╭─ EXTRAIT CHOISI

B.                 Observations du défendeur

[18]           La position du défendeur est que l’agent a correctement procédé à un ERAR restreint basé uniquement sur l’article 97. La question de savoir si le demandeur se heurterait à une possibilité sérieuse de persécution en Chine en vertu de l’article 96 n’a pas été examinée en raison de son interdiction de territoire pour grande criminalité et de sa peine d’emprisonnement de plus de deux ans (en vertu du paragraphe 112(3) et du sous-alinéa 113e)(i) de la LIPR). L’agent a seulement examiné si le demandeur serait personnellement exposé à un risque de torture ou à un risque pour sa vie ou un risque de traitements ou peines cruels et inusités en vertu de l’article 97.

[19]           Le défendeur soutient que les conclusions de l’agent en vertu de l’article 97 étaient raisonnables. L’agent a examiné la preuve documentaire concernant les restrictions quant à la liberté de religion en Chine, pour tirer des conclusions sur les risques visés à l’article 97 auxquels serait exposé le demandeur, et était sensible aux restrictions, mais a conclu que l’application des règles relatives à ces restrictions variait selon les régions. Le défendeur soutient qu’étant donné que les chrétiens continuent à pratiquer leur religion dans des églises non enregistrées et que le traitement des chrétiens varie d’une région à l’autre, la situation du demandeur se distingue de celle des personnes qui sont obligées de cacher leur orientation sexuelle.

[20]           Le défendeur se fonde sur la décision Kheloufi c. Canada (Citoyenneté et Immigration), 2013 CF 481 [Kheloufi], dans laquelle le juge Gagné a statué que l’analyse, dans le cadre d’une demande d’asile ou d’une demande d’ERAR, ne consiste pas à déterminer si les lois d’un pays donné seraient considérées comme conforme à la Charte.

[21]           En réponse à la position du demandeur selon laquelle il y a un chevauchement entre les articles 96 et 97 de la LIPR, le défendeur a fait valoir que les deux dispositions consacrent différents engagements du Canada à l’échelle internationale et font intervenir différents seuils de risque. L’agent a examiné les divers risques allégués par le demandeur et a appliqué le bon critère en concluant que ces allégations n’établissaient pas, selon la prépondérance des probabilités, un risque énoncé à l’article 97.

V.                Analyse

[22]           Dans sa plaidoirie, l’avocat du demandeur a expliqué sa position selon laquelle cette demande ne porte pas sur le fond de l’expression « traitement cruel et inusité » aux fins de l’application de l’article 97 de la LIPR aux affaires dans lesquelles il y a des allégations de suppression de l’identité religieuse. Son principal argument est plutôt que l’agent n’a pas tenu compte du risque qui a été soulevé par le demandeur. Ma décision d’accueillir la présente demande est fondée sur une conclusion selon laquelle le demandeur a raison de formuler cette dernière affirmation, à savoir que l’agent n’a pas analysé un risque particulier résultant du profil de chrétien baptiste du demandeur.

[23]           Le défendeur soutient que cet argument n’a pas été présenté à l’agent et qu’on ne peut donc pas s’attendre à ce que ce dernier l’ait examiné. Cependant, je suis d’avis que la question qui est soulevée par le demandeur dans le cadre de la présente demande a été présentée à l’agent par le demandeur.

╰─
╭─ JEU D'ENTRÉES

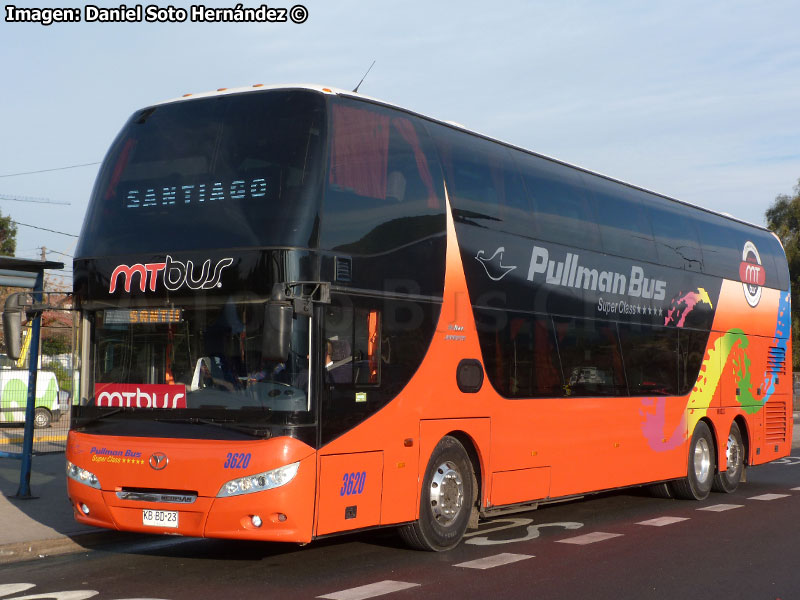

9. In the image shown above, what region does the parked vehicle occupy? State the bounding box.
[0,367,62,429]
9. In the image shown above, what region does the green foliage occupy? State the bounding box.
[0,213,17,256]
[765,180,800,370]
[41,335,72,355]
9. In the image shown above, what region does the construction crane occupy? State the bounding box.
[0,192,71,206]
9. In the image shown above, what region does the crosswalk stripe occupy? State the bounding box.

╰─

* TRAVAIL À FAIRE
a. D'après l'extrait choisi, expliquez en une à trois phrases pourquoi l'agent n'a pas examiné si le demandeur se heurterait à une possibilité sérieuse de persécution en Chine en vertu de l'article 96.
b. Recopiez les entrées depuis la ligne contenant « 9. In the image shown above, what region does the construction » jusqu'à la fin des entrées, et seulement ces lignes.

* RÉPONSES PAR TÂCHE
a. Cette question n'a pas été examinée en raison de l'interdiction de territoire du demandeur pour grande criminalité et de sa peine d'emprisonnement de plus de deux ans, en vertu du paragraphe 112(3) et du sous-alinéa 113e)(i) de la LIPR. L'agent a donc procédé à un ERAR restreint, fondé uniquement sur l'article 97.

b.
9. In the image shown above, what region does the construction crane occupy? State the bounding box.
[0,192,71,206]
9. In the image shown above, what region does the crosswalk stripe occupy? State the bounding box.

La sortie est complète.